Exercise aim:
Rewrite every entry below in full, swapping each "straight edges" for "line segments" and leaving everything else unchanged.

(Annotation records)
'''

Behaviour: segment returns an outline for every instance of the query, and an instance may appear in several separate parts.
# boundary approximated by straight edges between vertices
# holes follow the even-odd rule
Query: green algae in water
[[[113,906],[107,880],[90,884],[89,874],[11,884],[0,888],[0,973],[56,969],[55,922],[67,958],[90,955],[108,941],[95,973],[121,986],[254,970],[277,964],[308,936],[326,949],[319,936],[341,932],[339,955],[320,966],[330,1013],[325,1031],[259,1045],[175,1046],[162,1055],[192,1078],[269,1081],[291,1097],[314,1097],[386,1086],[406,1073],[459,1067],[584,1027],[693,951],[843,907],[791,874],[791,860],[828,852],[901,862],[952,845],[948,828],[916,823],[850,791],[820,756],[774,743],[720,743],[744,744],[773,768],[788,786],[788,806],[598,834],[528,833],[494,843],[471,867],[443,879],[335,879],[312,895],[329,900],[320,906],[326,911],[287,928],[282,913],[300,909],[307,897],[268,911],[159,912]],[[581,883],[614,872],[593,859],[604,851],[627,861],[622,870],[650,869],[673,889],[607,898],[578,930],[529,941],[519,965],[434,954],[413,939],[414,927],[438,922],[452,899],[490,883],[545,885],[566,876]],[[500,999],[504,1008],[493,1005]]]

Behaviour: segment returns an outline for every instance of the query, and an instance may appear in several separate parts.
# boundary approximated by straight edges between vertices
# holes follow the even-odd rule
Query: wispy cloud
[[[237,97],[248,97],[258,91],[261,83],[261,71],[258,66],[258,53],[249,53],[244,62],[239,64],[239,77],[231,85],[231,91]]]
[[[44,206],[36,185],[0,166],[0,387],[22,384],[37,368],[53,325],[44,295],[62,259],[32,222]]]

'''

Response for this exercise:
Behaviour: segment returns an outline for every instance of the query, and an instance may appear in several separate parts.
# boundary approximated by line segments between vertices
# holes follow the even-odd rule
Query: green algae in water
[[[113,906],[107,880],[90,884],[89,874],[11,884],[0,888],[0,973],[56,969],[55,922],[67,958],[90,955],[108,941],[95,973],[121,986],[254,970],[277,964],[308,936],[326,949],[319,936],[341,932],[339,955],[320,966],[330,1013],[325,1031],[259,1045],[175,1046],[162,1055],[192,1078],[269,1081],[291,1097],[314,1097],[386,1086],[406,1073],[459,1067],[584,1027],[693,951],[843,907],[791,874],[791,860],[828,852],[901,862],[952,845],[948,828],[916,823],[850,791],[820,756],[774,743],[720,743],[744,744],[773,768],[788,786],[788,806],[598,834],[528,833],[494,843],[471,867],[443,879],[335,879],[312,895],[329,900],[320,906],[326,911],[287,928],[282,913],[300,909],[307,897],[268,911],[159,912]],[[581,883],[614,872],[593,859],[604,851],[627,861],[622,870],[650,869],[673,889],[607,898],[578,930],[529,941],[519,965],[434,954],[413,939],[414,927],[438,922],[452,899],[490,883],[545,885],[566,876]],[[500,999],[504,1008],[493,1005]]]

Behaviour: segment returns an outline for every instance of the query, and an instance may appear in several separate parts.
# boundary approximated by line segments between vertices
# holes follow the even-odd rule
Query: wispy cloud
[[[237,97],[248,97],[258,91],[261,83],[261,71],[258,66],[258,53],[249,53],[244,62],[239,64],[239,77],[231,85],[231,91]]]
[[[44,206],[36,185],[0,166],[0,387],[22,384],[37,368],[53,325],[44,295],[62,259],[32,222]]]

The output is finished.